** Start Records provided **

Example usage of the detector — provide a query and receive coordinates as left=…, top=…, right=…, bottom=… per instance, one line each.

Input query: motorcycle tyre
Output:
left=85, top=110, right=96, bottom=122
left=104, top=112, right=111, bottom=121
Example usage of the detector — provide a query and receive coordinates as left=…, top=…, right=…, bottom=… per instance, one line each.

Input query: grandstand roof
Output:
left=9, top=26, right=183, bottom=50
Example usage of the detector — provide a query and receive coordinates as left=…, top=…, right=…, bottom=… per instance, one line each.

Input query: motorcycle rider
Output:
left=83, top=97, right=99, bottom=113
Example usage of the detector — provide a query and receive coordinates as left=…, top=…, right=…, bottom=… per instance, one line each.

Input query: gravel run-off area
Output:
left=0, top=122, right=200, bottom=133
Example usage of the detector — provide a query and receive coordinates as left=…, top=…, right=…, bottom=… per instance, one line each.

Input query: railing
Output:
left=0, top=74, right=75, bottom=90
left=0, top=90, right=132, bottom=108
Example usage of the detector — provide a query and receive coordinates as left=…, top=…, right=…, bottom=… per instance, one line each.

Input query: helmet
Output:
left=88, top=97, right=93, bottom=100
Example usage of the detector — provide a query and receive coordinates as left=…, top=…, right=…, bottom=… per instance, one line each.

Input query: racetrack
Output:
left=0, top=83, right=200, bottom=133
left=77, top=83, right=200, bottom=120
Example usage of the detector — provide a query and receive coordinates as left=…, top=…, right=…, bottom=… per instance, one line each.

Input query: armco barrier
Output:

** End Records provided **

• Do this: Convert every line of the data above into a numbered list, omitting the blank lines.

• Task solution:
1. Example usage of the detector — provide a query and receive coordinates as left=…, top=…, right=…, bottom=… per instance, one line each.
2. Input query: motorcycle tyre
3. Output:
4. left=85, top=110, right=96, bottom=122
5. left=104, top=112, right=111, bottom=121
6. Example usage of the detector — provide a query and receive coordinates as left=…, top=…, right=…, bottom=… per instance, one line each.
7. Input query: grandstand roof
8. Output:
9. left=9, top=26, right=183, bottom=50
10. Example usage of the detector — provide a query and receive coordinates as left=…, top=…, right=…, bottom=… per instance, one line each.
11. Input query: motorcycle rider
12. Output:
13. left=83, top=97, right=99, bottom=113
14. Example usage of the detector — provide a query and receive coordinates as left=…, top=…, right=…, bottom=… per instance, one line each.
15. Input query: gravel run-off area
16. Output:
17. left=0, top=122, right=200, bottom=133
18. Example usage of the detector — provide a query and receive coordinates as left=…, top=…, right=…, bottom=… per instance, one line each.
19. Input query: railing
20. Output:
21. left=0, top=74, right=75, bottom=90
22. left=0, top=90, right=132, bottom=108
23. Example usage of the detector — provide a query and receive coordinates as left=…, top=…, right=…, bottom=… per instance, one line each.
24. Input query: helmet
25. Output:
26. left=88, top=97, right=93, bottom=100
27. Example usage of the detector — provide a query and receive coordinates as left=…, top=…, right=…, bottom=… per instance, one line each.
28. Input query: racetrack
29. Output:
30. left=0, top=83, right=200, bottom=133
31. left=77, top=83, right=200, bottom=120
32. Example usage of the detector — provide a query and receive coordinates as left=…, top=…, right=…, bottom=… per instance, one line each.
33. Input query: armco barrier
34. Output:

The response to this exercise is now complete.